## EXERCISE OBJECTIVE
Output, exactly as written, the lines of the data below from the one containing "Query: hazmat suit hood" to the end.

## STUDY MATERIAL
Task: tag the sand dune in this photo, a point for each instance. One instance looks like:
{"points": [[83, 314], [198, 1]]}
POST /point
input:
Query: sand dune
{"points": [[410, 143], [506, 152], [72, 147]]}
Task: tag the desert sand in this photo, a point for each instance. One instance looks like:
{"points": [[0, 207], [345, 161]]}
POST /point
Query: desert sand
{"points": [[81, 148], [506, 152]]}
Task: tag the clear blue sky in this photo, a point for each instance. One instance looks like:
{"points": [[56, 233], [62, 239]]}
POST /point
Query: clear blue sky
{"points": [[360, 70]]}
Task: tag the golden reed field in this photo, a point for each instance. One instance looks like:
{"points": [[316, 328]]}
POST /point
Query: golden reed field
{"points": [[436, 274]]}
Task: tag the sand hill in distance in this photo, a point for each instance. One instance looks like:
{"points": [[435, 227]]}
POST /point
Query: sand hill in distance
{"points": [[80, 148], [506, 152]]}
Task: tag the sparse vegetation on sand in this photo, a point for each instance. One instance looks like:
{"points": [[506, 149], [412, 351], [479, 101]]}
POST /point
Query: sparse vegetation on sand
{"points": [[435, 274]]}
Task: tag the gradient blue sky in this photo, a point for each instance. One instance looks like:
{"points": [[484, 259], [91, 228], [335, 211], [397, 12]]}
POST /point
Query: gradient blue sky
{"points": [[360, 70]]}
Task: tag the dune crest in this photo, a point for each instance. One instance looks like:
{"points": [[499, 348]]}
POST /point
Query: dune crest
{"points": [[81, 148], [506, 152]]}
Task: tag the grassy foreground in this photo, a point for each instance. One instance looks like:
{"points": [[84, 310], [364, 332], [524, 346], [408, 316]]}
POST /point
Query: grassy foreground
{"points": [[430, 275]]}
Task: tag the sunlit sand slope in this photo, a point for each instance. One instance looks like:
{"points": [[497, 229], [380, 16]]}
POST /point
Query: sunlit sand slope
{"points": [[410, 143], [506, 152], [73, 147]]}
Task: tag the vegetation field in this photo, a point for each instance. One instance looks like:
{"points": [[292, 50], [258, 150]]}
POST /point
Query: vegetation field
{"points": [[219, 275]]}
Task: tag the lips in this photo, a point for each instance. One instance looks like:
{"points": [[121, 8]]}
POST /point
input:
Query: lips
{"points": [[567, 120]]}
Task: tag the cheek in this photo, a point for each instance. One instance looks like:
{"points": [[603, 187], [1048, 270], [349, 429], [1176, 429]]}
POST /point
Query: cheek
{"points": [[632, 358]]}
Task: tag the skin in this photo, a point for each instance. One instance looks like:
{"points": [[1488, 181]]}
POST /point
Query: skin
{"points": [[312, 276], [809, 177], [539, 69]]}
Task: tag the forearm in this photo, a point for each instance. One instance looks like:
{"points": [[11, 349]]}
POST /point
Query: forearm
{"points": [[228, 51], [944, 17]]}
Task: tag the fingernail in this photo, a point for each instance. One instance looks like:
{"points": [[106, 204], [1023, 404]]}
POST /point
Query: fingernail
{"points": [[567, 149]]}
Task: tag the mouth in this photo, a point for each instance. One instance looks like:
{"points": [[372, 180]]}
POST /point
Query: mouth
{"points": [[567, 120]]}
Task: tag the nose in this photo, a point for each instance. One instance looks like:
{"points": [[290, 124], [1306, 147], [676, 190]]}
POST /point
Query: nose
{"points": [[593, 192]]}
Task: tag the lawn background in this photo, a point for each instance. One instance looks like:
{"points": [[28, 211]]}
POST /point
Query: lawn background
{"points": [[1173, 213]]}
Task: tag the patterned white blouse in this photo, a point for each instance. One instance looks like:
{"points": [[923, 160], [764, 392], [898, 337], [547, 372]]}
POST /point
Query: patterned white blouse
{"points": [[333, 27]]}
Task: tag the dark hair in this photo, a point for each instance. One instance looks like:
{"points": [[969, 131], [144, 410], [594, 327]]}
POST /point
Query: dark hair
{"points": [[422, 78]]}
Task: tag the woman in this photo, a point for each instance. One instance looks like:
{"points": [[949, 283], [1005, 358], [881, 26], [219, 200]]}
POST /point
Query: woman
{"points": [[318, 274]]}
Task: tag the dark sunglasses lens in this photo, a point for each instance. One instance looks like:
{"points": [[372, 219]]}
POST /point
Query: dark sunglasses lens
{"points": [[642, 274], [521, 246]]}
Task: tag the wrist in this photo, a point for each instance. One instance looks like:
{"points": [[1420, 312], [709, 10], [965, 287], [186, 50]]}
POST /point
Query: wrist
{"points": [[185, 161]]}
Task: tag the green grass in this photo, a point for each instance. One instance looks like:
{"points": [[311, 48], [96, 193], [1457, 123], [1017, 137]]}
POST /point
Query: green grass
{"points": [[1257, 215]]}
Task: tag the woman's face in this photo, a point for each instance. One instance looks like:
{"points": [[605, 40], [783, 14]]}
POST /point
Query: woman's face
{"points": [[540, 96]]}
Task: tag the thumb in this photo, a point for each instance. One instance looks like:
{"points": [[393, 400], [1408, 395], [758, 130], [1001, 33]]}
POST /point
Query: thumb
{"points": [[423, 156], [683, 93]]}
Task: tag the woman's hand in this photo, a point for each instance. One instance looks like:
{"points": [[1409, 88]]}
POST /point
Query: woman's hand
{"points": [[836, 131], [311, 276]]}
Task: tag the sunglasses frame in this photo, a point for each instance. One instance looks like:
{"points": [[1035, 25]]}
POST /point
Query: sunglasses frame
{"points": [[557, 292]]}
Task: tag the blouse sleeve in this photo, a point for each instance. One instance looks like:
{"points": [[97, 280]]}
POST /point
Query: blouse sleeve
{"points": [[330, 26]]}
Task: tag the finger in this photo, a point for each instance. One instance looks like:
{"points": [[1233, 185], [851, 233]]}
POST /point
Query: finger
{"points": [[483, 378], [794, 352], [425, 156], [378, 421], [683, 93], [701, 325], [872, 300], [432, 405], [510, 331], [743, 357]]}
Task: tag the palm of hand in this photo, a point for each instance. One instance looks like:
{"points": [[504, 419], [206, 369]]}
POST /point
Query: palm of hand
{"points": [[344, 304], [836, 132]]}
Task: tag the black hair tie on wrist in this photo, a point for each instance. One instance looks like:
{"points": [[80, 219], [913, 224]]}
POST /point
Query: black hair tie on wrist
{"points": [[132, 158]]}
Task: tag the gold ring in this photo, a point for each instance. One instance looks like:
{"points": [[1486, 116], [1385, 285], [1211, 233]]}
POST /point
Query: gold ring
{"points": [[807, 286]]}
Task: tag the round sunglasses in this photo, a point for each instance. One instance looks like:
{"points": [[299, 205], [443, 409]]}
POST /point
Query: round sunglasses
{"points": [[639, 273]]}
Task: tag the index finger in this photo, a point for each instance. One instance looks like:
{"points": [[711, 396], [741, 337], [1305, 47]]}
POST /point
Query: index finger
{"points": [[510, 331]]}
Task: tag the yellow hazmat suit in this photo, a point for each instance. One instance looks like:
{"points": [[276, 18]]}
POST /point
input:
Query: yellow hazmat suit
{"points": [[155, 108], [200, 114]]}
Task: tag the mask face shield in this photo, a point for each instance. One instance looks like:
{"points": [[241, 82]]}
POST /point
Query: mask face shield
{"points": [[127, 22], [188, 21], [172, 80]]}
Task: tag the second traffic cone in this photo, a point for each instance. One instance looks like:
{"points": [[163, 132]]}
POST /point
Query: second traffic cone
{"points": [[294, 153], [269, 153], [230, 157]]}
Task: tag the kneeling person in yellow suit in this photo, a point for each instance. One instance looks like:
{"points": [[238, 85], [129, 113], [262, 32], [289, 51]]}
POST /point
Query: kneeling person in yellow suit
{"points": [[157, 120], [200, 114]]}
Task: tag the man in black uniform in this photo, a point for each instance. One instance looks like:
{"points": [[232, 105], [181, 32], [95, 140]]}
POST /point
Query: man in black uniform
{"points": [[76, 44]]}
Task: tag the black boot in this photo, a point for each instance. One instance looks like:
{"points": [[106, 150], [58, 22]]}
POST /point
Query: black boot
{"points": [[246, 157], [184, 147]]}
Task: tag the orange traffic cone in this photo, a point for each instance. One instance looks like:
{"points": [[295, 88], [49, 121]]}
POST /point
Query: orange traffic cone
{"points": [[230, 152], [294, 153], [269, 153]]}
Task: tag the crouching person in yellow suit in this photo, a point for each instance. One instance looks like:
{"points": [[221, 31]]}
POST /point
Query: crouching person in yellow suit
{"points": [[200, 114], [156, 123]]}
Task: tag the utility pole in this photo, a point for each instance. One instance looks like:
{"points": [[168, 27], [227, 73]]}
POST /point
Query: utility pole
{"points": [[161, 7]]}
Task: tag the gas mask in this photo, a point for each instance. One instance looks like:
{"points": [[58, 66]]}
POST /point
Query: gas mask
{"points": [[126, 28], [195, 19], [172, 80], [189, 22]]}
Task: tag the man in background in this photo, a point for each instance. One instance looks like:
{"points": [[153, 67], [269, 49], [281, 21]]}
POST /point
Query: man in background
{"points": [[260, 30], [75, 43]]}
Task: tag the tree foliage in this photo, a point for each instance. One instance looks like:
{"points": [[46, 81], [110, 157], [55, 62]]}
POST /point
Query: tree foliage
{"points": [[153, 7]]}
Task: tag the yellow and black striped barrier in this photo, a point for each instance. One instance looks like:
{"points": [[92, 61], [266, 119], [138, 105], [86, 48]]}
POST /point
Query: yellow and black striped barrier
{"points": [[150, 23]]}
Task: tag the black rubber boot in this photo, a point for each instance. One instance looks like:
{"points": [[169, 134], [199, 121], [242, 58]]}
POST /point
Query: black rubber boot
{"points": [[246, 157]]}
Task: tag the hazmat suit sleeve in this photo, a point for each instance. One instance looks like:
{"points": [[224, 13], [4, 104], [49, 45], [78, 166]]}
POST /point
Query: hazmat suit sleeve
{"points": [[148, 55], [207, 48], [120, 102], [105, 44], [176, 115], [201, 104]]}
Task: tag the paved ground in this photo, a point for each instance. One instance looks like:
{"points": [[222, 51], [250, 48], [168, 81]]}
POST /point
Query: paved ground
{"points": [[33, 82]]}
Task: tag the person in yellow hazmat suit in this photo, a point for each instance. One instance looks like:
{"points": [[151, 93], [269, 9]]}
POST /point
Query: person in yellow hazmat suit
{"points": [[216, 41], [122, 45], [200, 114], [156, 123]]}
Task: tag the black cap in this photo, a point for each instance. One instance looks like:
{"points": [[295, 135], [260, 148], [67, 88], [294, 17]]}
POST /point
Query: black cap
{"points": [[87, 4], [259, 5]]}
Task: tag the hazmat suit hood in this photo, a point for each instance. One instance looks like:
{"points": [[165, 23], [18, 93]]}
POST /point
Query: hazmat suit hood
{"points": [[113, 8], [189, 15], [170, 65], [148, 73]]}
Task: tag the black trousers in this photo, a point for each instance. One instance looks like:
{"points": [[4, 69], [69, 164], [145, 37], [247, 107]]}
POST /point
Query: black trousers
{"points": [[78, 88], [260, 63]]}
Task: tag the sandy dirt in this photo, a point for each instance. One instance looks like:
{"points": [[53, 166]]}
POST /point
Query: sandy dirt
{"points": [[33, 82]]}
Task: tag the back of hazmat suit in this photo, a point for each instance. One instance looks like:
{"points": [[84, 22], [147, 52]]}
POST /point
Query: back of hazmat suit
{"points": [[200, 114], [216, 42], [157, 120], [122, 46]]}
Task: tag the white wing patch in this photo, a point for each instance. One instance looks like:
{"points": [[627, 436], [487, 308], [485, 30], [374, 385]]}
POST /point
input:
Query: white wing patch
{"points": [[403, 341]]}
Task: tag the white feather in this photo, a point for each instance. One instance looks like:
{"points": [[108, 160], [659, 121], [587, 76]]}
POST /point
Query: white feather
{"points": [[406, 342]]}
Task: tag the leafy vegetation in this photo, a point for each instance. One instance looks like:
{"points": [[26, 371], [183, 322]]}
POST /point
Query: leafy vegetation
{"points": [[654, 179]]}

## RESPONSE FOR THIS EXERCISE
Query: hazmat suit hood
{"points": [[113, 8], [189, 15], [170, 65], [148, 73]]}
Task: tag the black trousers in this photo, a point for each instance. One instance looks like:
{"points": [[4, 69], [69, 164], [145, 37], [247, 107]]}
POST /point
Query: black trousers
{"points": [[78, 88], [260, 63]]}
Task: tag the sandy dirt in this photo, a point for each instance. One instance looks like:
{"points": [[53, 166]]}
POST /point
Query: sandy dirt
{"points": [[33, 82]]}
Task: tag the back of hazmat suit in this photo, a point for each instance. One instance looks like:
{"points": [[84, 22], [147, 52]]}
POST /point
Query: back of hazmat suit
{"points": [[200, 114], [216, 42], [157, 120], [122, 46]]}
Task: tag the white wing patch in this photo, a point for each instance. One instance looks like:
{"points": [[627, 436], [487, 308], [485, 30], [374, 385]]}
POST /point
input:
Query: white wing patch
{"points": [[403, 341]]}
Task: tag the white feather in this photo, a point for each instance. One instance looks like:
{"points": [[108, 160], [659, 121], [587, 76]]}
POST /point
Query: white feather
{"points": [[406, 342]]}
Task: tag the leafy vegetation in this photo, a point for each instance. One instance looks like:
{"points": [[26, 371], [183, 322]]}
POST /point
Query: leafy vegetation
{"points": [[654, 179]]}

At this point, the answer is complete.